_Document excerpt_.
------------------------------
How does sphere diameter affect bulk density in a given volume? 5

[pskvorc]

I am an EE, not an ME, so please accept my apology, (and point me to where it should be), if this is not the correct place to ask this question. I am a retired engineer looking to solve a 'personal' problem.

I have looked extensively for a solution to the below defined problem, and have found none. Let me save "you" time: I am well aware of the "64 to 74%" rules of thumb regarding packing density of spheres. Neither of those 'solutions' address my problem.

My problem defined is:
1) I have a cylinder whose dimensions (and therefore, volume), cannot be modified.
2) I need to add as much weight to that cylinder as I practically can using spheres of pure lead. (Rho_Pb = 11.34g/cc) (Price renders tungsten and gold "impractical".)
3) It is obvious that the smaller the sphere used, the higher the BULK density (weight) will be. However, there are practical reasons for not using spheres smaller than a given size. (At a point, spheres become "dust".)
4) The small-sphere handling issue does not have a threshold. Meaning that regardless of the starting sphere diameter, as sphere diameter gets smaller, the handling problems increase.
5) I want to maximize the weight of the cylinder, but I don't want to have to deal with the handling problems associated with "small" spheres. In other words; there is a point of diminishing returns where the gain realized in increased weight is offset by handling issues.
------------------------------
_Information supplied_.
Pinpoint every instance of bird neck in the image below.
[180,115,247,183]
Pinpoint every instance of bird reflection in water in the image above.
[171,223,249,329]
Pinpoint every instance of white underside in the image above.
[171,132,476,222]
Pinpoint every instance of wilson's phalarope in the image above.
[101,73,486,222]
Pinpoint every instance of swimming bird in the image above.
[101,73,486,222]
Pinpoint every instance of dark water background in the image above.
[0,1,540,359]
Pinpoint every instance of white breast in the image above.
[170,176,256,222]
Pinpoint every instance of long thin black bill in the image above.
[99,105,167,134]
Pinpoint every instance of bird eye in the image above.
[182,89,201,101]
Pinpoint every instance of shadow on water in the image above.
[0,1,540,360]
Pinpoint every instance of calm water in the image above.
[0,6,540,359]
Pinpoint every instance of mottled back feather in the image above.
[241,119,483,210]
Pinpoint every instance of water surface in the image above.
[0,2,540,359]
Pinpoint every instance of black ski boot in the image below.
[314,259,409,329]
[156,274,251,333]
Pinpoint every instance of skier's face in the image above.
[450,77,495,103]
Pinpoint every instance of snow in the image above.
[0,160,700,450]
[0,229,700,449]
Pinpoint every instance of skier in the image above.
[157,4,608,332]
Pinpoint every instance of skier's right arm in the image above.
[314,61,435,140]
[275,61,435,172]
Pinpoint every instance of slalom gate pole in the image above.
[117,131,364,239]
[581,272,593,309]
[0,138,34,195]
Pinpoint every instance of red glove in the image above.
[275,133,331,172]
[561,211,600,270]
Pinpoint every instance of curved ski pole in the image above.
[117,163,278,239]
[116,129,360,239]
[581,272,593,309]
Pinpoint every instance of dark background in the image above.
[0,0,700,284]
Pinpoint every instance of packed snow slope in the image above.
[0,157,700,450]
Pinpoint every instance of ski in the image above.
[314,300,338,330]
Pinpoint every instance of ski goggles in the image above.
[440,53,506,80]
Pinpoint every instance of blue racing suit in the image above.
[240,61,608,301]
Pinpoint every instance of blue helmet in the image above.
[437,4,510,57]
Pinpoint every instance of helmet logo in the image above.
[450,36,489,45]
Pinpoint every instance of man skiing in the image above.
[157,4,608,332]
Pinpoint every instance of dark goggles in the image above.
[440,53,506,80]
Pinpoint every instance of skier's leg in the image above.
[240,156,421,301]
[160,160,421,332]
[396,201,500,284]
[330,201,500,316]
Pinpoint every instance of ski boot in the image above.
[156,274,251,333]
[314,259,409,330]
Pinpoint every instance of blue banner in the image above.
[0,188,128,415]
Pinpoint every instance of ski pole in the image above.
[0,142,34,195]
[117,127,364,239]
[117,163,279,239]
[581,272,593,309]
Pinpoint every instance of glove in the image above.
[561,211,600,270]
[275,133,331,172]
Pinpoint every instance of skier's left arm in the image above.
------------------------------
_What is needed_.
Carry on the forum post about filling a cylinder with lead spheres, picking up right after its fifth numbered point.

_Output of the exercise_.
I want to be able to calculate BULK density in a CYLINDER as a function of sphere DIAMETER, when sphere density is known (and constant). The cylinder diameter and height are >> than the largest sphere diameter.

My problem restated in "simple" language is:
How does sphere diameter affect bulk density in a cylinder?

I have been to half a dozen "math" sites, and got NO help. Every time I have to talk to a mathematician I am reminded of why I am an Engineer.

Thanks!
Paul

 

[bcd]

An approximate estimate can be calculated by determining the size of square box a sphere will fit in. Then divide the volume of the cylinder to approximate how many "boxes" will fit in. Each box is one sphere of a the related diameter Not exact, but will get you very close and enables you to determine an approximate weight based on sphere diameter.

 

[JohnRBaker]

Yes, but spheres tend to 'nest' so any approximation using the square box analogy will be off by a significant amount.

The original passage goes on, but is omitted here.